• [Task statement]: Filter the records below for the word "rough". Copy each line that holds it.
◆ ◆ ◆
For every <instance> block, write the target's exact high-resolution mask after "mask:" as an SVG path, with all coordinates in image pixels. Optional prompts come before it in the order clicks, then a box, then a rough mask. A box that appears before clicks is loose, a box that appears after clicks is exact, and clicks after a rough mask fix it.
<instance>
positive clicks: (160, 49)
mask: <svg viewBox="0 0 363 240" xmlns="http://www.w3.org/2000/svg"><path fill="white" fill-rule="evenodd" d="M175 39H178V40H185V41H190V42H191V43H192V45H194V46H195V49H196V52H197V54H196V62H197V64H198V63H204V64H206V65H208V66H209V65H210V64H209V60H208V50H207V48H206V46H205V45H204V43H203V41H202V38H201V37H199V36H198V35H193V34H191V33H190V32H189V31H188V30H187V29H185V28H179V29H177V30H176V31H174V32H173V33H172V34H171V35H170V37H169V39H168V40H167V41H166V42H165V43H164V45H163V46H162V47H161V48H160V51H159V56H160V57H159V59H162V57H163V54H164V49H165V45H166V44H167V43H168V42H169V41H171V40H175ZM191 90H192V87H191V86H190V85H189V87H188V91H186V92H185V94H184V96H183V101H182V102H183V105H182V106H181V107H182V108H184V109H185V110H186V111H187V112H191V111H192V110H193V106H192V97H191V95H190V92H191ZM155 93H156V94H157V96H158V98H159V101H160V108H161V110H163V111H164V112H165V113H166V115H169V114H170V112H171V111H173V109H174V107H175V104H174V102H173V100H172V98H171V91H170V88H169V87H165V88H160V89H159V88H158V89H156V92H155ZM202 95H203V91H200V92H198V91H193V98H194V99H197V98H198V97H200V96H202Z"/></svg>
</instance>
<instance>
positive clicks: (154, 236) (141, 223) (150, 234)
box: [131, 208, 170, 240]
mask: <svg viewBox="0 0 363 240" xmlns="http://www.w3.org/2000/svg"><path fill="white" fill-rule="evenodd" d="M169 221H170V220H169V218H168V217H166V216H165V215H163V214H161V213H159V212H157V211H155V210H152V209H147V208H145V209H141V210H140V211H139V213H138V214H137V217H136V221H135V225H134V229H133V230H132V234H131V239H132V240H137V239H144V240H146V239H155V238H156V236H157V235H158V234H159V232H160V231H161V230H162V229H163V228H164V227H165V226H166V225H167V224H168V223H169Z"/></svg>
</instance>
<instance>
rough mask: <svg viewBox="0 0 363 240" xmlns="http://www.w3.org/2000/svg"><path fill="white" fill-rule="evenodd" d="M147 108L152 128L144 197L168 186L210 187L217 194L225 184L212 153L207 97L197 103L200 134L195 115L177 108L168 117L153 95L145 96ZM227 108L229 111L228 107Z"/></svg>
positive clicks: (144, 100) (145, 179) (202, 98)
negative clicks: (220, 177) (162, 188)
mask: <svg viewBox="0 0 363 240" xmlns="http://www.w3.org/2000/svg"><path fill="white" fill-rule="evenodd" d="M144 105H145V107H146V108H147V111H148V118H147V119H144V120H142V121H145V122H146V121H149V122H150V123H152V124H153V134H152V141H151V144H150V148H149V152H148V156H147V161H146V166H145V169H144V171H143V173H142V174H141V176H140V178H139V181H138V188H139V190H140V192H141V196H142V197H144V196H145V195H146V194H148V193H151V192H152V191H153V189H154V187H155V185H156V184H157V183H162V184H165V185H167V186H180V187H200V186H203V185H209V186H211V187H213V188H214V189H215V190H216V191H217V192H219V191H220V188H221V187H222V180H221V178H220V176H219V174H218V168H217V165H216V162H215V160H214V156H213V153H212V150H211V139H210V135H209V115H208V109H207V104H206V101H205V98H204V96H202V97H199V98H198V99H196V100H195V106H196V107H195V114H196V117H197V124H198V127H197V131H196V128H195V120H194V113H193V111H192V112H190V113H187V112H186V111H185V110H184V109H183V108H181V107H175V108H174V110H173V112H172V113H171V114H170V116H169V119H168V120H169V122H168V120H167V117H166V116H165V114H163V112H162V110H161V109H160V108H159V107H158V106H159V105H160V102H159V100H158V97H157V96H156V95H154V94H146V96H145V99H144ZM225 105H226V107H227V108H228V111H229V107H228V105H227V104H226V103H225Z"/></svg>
◆ ◆ ◆
• [Result of this exercise]:
For every <instance> block, write the target's exact high-resolution mask after "mask:" as an SVG path, with all coordinates in image pixels. Optional prompts come before it in the order clicks, then a box, then a rough mask. A box that appears before clicks is loose, a box that appears after clicks is exact, and clicks after a rough mask fix it.
rough mask: <svg viewBox="0 0 363 240" xmlns="http://www.w3.org/2000/svg"><path fill="white" fill-rule="evenodd" d="M147 108L152 128L144 197L168 186L210 187L217 194L225 184L212 153L207 97L197 103L200 134L195 115L177 108L168 117L153 95L145 96ZM227 108L229 111L228 107Z"/></svg>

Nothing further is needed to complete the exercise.